## Problem details
Search the material below for "Wildlife" and copy every line where it occurs.

## Available data
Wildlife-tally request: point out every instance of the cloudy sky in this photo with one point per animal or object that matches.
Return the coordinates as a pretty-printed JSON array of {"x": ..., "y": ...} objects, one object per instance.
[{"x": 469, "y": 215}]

---

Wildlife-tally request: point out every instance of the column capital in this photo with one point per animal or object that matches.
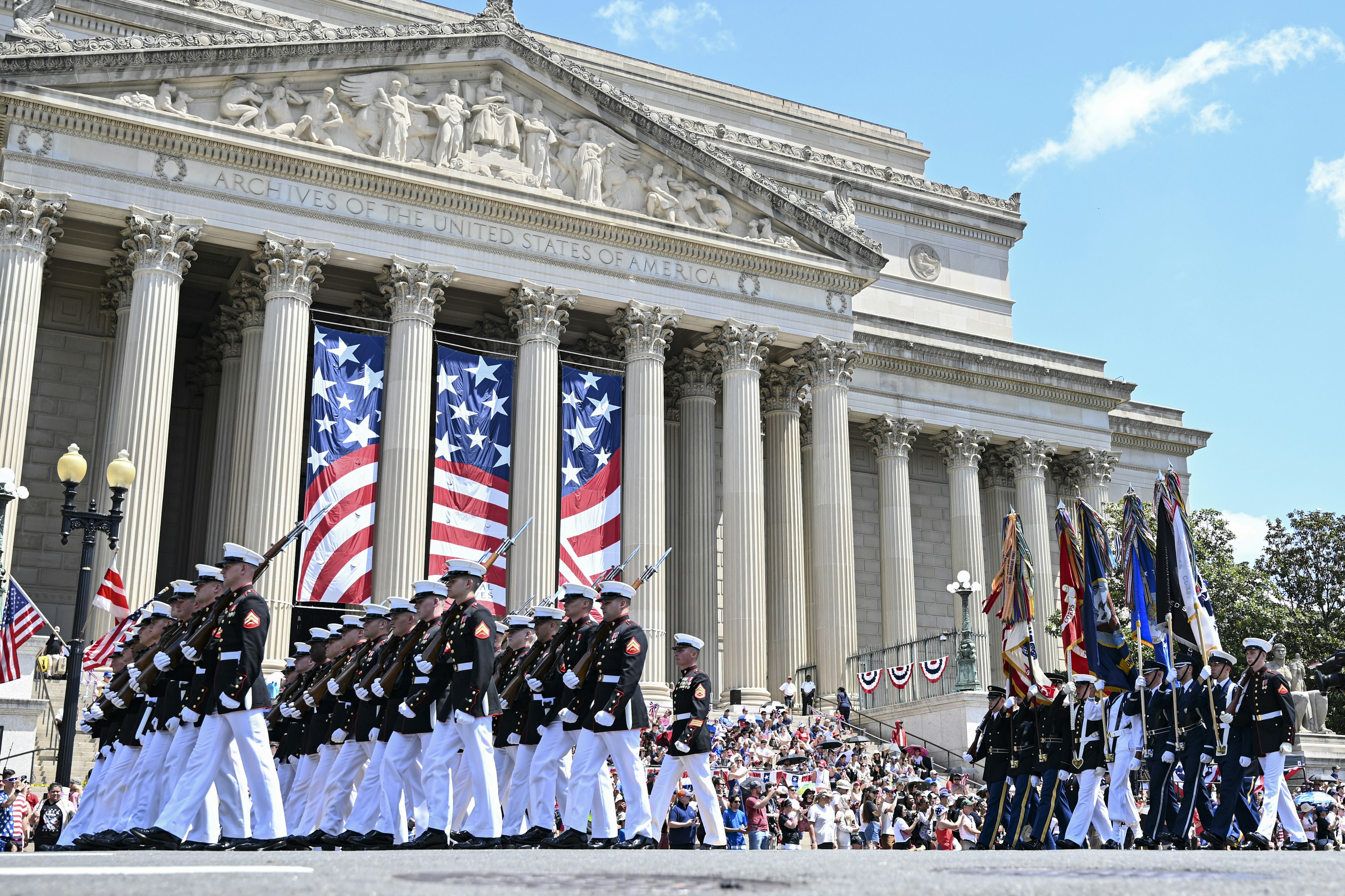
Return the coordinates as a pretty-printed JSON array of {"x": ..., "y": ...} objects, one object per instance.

* * *

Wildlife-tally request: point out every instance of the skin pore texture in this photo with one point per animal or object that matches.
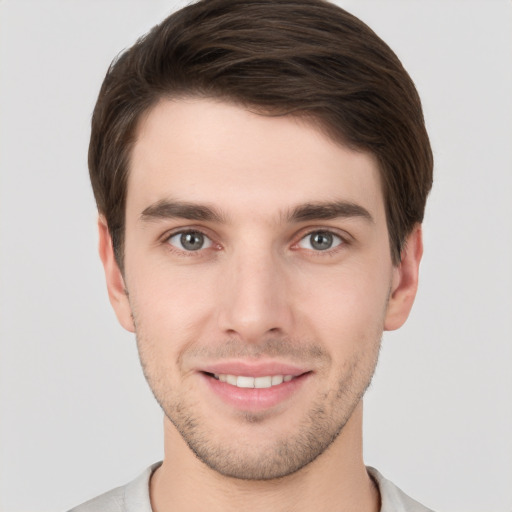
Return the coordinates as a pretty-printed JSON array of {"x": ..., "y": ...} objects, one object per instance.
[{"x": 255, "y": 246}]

## Output below
Wildlife-tally request: point out every instance of the cloudy sky in this photo with one point per animal or object that matches.
Wildlife-tally request: point out every instance of the column capital in this photo with one point per animal or object that matches.
Wildlife-tally request: point out every instance of the skin pore texture in this photo with one point per animal or object that matches.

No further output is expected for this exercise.